Stored data entries
-- -- --
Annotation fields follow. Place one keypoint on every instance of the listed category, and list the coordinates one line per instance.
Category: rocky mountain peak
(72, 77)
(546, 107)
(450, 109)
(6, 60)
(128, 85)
-- -- --
**The problem**.
Convert the records above into a two-column CSV with the header "text" and "answer", giving one row per record. Put each value in a single quoted field and replace line breaks with spaces.

**Solution**.
text,answer
"Annotation fields follow. Place one keypoint on every instance of the listed category, and list the coordinates one line per instance. Category: rocky mountain peak","(72, 77) (546, 107) (450, 109) (6, 60) (128, 85)"